**WRITTEN EXERCISE:** Which lines in the data below contain the string "electrical"? Select each of them and copy it out whole.

Segmentation data
::::

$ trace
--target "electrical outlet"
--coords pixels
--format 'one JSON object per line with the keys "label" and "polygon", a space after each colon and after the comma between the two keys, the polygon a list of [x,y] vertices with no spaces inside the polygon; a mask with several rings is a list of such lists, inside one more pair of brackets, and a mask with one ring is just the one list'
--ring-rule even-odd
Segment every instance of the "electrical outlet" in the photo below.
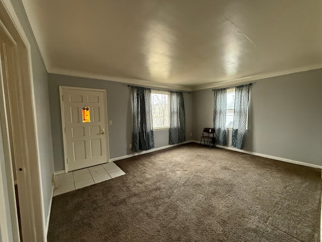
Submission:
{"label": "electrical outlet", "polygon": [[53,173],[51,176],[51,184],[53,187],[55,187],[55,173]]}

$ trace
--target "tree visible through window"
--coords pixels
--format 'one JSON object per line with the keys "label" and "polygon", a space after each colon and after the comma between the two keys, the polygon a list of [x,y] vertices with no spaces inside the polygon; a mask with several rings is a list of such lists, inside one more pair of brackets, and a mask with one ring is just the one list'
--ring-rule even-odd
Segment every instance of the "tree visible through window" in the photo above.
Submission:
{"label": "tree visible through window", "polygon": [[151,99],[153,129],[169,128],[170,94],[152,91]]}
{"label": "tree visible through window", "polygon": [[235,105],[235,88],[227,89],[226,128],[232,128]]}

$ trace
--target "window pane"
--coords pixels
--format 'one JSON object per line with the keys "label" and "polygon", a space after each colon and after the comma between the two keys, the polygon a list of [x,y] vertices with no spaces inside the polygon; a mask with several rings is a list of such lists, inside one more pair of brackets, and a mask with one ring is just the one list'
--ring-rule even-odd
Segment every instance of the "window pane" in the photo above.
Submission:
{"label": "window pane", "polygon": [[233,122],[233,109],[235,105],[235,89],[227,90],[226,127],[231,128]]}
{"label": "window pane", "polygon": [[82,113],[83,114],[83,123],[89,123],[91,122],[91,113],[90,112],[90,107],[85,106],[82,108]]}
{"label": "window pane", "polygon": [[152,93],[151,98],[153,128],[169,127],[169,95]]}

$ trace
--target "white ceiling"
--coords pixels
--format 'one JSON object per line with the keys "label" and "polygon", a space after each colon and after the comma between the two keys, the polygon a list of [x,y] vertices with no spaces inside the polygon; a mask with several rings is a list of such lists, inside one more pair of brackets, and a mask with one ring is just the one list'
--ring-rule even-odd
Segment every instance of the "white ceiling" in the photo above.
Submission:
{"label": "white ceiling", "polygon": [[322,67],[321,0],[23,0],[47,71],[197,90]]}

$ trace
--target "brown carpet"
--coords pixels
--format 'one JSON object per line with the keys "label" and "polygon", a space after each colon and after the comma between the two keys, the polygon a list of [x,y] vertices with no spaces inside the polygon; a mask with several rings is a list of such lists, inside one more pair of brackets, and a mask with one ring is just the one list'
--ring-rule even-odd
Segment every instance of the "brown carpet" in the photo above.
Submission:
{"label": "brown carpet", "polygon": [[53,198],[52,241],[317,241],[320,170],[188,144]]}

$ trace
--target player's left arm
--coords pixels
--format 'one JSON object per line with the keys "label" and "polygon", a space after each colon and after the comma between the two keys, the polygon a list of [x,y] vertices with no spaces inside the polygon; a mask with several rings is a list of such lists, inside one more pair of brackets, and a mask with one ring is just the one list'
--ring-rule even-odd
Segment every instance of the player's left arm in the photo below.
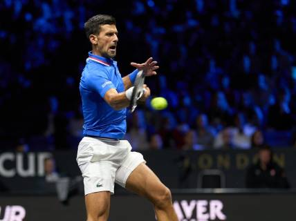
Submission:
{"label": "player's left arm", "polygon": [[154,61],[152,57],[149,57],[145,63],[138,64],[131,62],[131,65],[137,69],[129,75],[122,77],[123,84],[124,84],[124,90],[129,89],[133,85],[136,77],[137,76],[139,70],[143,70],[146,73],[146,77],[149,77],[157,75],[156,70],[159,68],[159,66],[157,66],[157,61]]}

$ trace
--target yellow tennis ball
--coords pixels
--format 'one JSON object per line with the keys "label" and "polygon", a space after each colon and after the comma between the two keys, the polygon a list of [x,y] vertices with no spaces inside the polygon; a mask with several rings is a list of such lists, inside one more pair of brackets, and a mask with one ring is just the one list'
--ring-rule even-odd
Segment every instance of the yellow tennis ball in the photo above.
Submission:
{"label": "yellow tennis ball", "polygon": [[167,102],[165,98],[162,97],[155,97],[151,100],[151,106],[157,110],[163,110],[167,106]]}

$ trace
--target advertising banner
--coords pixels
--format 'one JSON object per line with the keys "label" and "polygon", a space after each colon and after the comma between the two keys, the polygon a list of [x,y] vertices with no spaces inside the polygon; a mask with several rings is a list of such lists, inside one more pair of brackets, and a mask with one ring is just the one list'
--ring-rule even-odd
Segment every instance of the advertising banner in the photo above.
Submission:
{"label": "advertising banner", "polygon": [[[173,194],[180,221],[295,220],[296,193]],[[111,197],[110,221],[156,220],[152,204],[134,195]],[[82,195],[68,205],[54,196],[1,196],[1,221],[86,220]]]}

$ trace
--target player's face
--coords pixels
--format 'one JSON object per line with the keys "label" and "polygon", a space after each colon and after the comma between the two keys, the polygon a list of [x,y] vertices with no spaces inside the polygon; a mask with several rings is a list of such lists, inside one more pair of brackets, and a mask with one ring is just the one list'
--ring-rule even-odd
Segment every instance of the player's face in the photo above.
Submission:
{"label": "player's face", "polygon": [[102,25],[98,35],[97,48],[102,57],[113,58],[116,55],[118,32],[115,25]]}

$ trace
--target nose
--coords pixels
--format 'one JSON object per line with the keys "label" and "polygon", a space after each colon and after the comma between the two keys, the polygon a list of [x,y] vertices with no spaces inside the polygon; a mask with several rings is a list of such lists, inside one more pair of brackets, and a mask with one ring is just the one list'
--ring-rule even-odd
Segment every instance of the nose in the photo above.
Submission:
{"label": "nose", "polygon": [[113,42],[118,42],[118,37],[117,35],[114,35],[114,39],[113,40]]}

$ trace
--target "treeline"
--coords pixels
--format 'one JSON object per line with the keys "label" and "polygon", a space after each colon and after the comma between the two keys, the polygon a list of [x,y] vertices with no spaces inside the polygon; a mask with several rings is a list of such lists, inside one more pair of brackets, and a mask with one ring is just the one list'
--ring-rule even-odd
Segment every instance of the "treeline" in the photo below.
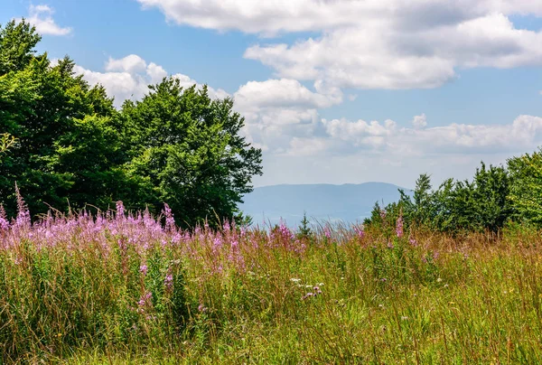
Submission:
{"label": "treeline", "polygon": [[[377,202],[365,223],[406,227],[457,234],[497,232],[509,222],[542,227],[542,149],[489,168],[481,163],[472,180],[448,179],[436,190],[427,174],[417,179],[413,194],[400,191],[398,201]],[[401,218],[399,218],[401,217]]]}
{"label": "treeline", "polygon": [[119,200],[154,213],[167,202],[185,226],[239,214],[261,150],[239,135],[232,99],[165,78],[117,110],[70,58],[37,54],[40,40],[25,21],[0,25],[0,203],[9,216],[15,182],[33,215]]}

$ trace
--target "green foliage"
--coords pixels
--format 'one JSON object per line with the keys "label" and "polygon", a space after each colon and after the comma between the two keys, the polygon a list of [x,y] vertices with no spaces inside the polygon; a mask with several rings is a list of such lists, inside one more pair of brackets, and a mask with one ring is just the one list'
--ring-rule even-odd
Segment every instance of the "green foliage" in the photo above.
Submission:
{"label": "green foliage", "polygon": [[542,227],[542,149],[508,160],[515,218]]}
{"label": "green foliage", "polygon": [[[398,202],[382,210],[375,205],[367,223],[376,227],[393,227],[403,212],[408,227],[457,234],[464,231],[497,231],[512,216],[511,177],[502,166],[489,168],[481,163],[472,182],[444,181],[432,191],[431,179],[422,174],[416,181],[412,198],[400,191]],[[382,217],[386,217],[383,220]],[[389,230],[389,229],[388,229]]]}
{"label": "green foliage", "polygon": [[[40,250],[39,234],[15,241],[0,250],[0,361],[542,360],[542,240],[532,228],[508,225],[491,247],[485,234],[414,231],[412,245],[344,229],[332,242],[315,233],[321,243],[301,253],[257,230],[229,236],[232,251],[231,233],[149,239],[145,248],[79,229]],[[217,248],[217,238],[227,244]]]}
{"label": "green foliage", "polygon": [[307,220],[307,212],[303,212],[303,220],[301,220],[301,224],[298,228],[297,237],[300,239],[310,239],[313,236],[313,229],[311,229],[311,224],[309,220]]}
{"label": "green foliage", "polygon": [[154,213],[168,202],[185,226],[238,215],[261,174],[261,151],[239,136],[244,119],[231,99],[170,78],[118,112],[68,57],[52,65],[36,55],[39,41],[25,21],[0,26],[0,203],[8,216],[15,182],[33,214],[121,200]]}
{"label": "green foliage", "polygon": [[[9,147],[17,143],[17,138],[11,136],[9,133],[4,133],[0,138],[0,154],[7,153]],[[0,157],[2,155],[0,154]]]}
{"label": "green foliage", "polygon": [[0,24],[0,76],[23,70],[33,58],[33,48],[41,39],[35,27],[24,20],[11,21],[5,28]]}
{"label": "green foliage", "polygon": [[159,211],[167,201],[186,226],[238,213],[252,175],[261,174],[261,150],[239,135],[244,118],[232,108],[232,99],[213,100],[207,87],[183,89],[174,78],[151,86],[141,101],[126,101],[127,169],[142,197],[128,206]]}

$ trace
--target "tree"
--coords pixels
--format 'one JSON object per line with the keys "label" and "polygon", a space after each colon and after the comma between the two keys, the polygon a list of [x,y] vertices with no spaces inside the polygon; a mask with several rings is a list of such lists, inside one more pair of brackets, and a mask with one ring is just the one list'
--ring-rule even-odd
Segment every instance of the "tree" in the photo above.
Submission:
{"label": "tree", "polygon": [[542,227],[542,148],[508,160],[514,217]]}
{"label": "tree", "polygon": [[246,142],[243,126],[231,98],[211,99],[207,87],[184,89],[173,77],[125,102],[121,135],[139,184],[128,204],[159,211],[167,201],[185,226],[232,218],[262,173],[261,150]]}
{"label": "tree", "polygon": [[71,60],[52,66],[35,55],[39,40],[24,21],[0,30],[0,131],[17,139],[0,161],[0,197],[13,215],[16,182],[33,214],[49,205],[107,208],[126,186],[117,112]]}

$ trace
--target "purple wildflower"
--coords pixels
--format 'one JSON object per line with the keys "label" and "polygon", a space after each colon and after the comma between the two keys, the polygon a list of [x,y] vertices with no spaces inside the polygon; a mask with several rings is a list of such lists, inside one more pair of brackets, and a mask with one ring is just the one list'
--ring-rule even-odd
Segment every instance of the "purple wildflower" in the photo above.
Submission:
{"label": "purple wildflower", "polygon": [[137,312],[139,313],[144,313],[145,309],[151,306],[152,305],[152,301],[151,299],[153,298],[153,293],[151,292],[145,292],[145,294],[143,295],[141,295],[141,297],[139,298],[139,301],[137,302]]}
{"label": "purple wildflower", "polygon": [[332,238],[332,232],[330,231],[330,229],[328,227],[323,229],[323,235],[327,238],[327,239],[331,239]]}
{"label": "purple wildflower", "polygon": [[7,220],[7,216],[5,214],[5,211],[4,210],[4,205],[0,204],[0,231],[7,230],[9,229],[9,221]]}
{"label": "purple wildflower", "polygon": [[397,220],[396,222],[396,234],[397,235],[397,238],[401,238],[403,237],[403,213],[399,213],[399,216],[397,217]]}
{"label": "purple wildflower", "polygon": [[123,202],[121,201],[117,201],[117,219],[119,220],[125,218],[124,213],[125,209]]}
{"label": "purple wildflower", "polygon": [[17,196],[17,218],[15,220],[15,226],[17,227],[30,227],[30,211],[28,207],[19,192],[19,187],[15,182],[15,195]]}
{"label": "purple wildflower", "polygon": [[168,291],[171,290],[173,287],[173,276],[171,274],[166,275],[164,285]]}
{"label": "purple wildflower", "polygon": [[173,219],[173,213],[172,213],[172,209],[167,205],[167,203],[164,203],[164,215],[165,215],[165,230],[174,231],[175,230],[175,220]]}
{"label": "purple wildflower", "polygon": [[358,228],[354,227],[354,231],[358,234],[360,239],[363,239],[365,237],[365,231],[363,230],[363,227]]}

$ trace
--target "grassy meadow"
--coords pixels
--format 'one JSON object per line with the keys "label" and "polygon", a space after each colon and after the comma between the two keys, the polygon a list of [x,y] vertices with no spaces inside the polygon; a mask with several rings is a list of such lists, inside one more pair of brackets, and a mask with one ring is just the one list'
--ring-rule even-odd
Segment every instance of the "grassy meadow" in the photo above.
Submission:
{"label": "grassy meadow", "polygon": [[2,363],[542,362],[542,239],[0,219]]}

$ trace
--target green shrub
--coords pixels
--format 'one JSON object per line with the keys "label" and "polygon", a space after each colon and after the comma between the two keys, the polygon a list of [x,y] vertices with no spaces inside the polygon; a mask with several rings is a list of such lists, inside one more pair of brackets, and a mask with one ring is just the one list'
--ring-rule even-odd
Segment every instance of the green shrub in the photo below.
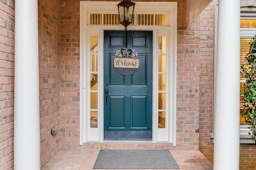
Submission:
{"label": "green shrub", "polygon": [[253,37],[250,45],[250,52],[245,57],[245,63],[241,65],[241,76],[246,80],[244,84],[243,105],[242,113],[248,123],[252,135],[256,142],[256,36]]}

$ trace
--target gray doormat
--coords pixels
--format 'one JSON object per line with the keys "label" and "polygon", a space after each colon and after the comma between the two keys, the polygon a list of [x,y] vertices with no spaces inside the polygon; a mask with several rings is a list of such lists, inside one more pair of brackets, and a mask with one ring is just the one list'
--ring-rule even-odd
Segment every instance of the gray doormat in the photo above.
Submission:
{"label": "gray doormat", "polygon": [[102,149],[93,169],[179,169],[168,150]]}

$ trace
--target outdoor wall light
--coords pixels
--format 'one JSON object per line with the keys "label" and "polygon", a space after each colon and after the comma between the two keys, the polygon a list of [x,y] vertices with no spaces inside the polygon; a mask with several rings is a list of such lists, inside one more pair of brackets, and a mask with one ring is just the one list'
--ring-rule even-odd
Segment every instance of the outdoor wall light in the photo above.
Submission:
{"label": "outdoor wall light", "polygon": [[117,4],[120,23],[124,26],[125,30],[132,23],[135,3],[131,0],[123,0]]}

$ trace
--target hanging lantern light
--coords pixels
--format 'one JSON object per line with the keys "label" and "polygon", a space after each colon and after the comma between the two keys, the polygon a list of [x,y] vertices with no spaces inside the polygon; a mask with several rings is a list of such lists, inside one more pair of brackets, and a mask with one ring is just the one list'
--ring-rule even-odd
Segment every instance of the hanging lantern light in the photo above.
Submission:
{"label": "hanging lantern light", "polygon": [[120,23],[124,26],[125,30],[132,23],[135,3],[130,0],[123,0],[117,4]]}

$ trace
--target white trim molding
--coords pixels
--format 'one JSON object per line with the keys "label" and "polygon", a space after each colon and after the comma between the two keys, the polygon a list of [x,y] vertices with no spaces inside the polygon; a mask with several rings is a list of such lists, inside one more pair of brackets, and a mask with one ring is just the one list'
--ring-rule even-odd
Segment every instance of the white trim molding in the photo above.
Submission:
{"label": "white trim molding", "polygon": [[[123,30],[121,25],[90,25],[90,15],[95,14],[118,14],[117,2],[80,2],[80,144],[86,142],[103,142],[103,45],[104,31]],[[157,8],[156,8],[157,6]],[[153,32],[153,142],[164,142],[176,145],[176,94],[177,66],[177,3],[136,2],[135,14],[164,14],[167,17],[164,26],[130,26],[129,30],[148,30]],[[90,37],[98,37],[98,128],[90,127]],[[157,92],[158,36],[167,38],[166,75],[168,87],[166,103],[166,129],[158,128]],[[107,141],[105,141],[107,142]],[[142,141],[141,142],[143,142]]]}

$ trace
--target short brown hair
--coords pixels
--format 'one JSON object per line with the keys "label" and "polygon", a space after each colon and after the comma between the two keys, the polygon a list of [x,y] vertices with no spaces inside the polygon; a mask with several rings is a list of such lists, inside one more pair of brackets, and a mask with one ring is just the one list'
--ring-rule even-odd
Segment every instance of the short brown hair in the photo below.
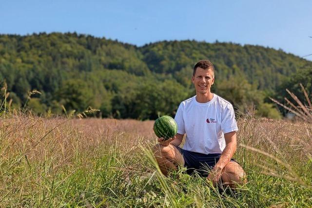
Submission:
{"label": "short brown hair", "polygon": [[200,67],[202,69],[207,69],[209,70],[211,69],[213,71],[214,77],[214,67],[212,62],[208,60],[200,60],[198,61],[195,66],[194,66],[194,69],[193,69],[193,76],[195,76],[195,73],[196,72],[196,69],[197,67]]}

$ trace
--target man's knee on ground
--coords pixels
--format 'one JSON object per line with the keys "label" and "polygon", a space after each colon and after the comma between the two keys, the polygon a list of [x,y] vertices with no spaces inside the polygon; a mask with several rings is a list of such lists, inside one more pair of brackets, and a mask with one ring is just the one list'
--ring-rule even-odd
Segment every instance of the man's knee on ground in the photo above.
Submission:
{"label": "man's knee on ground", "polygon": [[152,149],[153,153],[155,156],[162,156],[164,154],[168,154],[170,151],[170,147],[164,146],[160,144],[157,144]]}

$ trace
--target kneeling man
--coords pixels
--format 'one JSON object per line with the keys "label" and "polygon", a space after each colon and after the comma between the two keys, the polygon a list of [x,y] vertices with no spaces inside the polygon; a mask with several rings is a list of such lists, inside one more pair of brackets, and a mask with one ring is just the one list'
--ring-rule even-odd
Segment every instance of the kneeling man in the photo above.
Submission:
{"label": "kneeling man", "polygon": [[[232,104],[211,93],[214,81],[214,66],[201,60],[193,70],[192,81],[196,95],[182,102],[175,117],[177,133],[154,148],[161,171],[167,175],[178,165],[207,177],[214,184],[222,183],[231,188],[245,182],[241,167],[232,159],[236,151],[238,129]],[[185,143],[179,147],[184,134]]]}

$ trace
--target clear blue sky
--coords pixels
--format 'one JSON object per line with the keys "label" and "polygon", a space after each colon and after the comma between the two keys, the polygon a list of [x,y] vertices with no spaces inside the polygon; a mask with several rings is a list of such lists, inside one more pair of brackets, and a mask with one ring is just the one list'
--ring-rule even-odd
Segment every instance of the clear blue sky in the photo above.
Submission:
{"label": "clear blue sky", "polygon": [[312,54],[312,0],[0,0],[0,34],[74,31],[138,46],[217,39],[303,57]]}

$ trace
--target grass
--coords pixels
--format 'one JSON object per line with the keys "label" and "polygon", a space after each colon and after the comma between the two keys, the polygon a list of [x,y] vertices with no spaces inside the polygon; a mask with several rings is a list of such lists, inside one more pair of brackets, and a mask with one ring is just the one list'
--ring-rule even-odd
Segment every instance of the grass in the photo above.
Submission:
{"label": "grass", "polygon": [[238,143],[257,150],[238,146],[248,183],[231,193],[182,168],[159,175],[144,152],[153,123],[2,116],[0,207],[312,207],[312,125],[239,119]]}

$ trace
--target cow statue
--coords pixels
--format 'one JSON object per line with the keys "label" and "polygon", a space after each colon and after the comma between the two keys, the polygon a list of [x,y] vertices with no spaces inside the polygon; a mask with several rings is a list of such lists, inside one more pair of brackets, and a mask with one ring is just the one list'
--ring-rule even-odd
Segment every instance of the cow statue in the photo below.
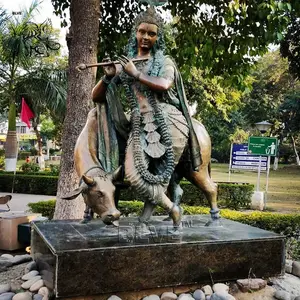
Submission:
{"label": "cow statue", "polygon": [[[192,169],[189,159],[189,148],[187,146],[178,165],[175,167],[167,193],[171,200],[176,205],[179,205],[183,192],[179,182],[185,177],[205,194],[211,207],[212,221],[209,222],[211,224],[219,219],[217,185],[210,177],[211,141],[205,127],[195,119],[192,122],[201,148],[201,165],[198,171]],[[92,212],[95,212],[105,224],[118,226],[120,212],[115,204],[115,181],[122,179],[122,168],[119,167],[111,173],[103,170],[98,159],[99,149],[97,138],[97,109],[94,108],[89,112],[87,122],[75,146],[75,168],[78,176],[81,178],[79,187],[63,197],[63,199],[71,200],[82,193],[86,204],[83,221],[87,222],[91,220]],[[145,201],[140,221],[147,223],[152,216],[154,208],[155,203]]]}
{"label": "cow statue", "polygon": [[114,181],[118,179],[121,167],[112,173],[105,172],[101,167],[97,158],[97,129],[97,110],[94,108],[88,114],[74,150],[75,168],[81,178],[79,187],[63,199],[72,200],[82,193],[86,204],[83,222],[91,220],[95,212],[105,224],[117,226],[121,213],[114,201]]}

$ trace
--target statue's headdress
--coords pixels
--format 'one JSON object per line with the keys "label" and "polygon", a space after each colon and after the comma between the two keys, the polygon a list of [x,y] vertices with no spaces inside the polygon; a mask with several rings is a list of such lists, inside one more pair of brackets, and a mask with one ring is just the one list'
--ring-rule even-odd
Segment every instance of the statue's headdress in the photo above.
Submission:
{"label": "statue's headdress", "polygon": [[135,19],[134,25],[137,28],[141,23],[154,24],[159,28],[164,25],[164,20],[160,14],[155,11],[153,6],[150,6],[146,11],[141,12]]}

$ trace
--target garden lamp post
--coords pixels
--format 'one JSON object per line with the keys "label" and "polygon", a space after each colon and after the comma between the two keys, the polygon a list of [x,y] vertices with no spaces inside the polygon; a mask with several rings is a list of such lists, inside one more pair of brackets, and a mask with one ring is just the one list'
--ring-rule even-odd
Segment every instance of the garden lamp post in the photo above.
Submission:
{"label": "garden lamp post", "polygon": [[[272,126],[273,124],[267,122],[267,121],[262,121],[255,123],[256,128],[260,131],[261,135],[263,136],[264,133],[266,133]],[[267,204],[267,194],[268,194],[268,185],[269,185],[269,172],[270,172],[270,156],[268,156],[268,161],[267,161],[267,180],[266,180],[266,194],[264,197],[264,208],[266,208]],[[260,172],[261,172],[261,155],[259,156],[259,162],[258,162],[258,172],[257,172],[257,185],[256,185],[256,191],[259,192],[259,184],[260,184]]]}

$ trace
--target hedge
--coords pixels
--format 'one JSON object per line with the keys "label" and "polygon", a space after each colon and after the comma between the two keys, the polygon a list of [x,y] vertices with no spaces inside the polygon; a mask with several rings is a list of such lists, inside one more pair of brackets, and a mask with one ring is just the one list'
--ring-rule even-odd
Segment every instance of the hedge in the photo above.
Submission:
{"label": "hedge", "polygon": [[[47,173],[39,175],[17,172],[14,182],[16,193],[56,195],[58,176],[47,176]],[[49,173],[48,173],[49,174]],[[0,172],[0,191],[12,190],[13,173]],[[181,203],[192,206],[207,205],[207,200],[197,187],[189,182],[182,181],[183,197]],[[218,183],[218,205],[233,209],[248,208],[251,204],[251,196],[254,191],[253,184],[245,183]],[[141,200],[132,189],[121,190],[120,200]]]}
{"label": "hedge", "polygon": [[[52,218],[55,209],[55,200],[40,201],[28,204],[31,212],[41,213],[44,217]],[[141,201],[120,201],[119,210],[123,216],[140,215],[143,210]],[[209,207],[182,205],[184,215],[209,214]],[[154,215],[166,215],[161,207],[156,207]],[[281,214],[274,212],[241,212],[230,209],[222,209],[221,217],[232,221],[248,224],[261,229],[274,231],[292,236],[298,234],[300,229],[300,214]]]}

::::

**RESULT OF THIS EXERCISE:**
--target "electrical outlet"
Segment every instance of the "electrical outlet" in the photo below.
{"label": "electrical outlet", "polygon": [[53,173],[51,176],[51,184],[53,187],[55,187],[55,173]]}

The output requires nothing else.